(Records from a dataset)
- - - -
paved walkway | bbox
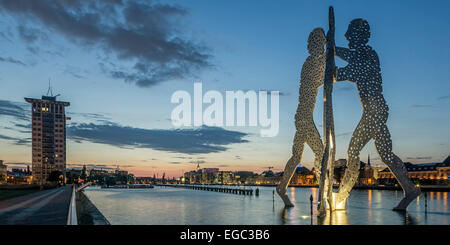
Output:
[0,186,72,225]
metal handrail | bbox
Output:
[67,185,78,225]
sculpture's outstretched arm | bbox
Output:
[336,47,352,62]
[335,67,352,82]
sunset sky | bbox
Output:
[0,0,450,177]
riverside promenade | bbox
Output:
[0,186,72,225]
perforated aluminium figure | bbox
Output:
[335,19,420,210]
[277,28,327,206]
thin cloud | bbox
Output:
[0,0,213,87]
[411,104,433,108]
[0,100,30,121]
[0,57,27,66]
[437,94,450,100]
[67,123,248,154]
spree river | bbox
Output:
[85,186,450,225]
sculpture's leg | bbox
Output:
[375,125,420,210]
[333,118,371,209]
[276,132,306,207]
[306,125,323,182]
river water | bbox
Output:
[85,187,450,225]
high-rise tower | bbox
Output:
[25,96,70,185]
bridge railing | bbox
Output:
[67,185,78,225]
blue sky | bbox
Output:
[0,0,450,176]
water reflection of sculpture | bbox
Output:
[334,19,420,210]
[277,8,420,210]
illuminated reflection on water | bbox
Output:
[86,187,450,225]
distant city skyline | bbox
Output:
[0,0,450,178]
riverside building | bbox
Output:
[25,96,70,185]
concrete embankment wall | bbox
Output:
[76,191,110,225]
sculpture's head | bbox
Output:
[308,28,327,56]
[345,19,370,49]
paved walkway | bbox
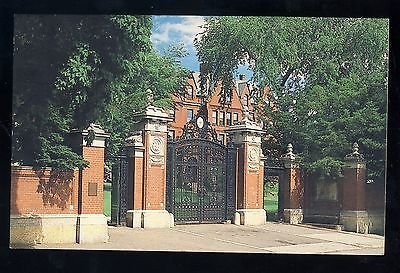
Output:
[35,222,384,255]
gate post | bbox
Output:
[70,123,110,243]
[280,143,304,224]
[127,90,173,228]
[226,108,267,225]
[340,143,369,233]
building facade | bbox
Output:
[168,72,256,144]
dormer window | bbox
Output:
[225,90,232,103]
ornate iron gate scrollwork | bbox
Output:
[264,158,285,220]
[167,104,236,224]
[110,150,129,225]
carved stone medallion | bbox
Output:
[248,146,260,170]
[149,136,164,165]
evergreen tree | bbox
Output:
[12,15,186,170]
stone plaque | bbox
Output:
[150,136,164,155]
[88,182,97,196]
[248,146,260,171]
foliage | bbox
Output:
[196,17,388,183]
[13,15,186,170]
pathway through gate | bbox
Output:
[167,106,236,224]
- - - -
→ GIVEN EXERCISE
Update the listing from the line that has "high-rise tower | bbox" through the end of the listing by replacing "gate" with "fence" and leaving everything else unchanged. Include both of those ends, and leave the pictures out.

→ COMPLETE RESPONSE
high-rise tower | bbox
Output:
[25,96,70,185]
bridge railing | bbox
Output:
[67,185,78,225]
blue sky | bbox
Output:
[0,0,450,176]
water reflection of sculpture | bbox
Output:
[334,19,420,210]
[277,8,420,210]
illuminated reflection on water | bbox
Output:
[86,187,450,225]
distant city skyline | bbox
Output:
[0,0,450,178]
riverside building | bbox
Output:
[25,96,70,185]
concrete embankment wall | bbox
Output:
[76,191,110,225]
sculpture's head | bbox
Output:
[308,28,327,56]
[345,19,370,49]
paved walkway | bbox
Output:
[35,222,384,255]
fence post | bbox
Output:
[70,123,110,243]
[280,143,304,224]
[127,90,173,228]
[226,108,267,225]
[340,143,369,233]
building facade | bbox
Output:
[168,72,256,144]
dormer window | bbox
Output:
[225,90,232,103]
ornate iron fence scrollwork | bbox
Output:
[264,158,285,220]
[167,104,236,224]
[110,150,129,225]
carved stone medallion | bbox
Output:
[248,146,260,170]
[149,136,164,165]
evergreen tree | bbox
Output:
[12,15,186,170]
stone plaque | bbox
Output:
[150,136,164,155]
[88,182,97,196]
[248,146,260,171]
foliage | bbox
Output:
[196,17,388,183]
[13,15,186,170]
pathway through fence | bbox
Output:
[167,106,236,224]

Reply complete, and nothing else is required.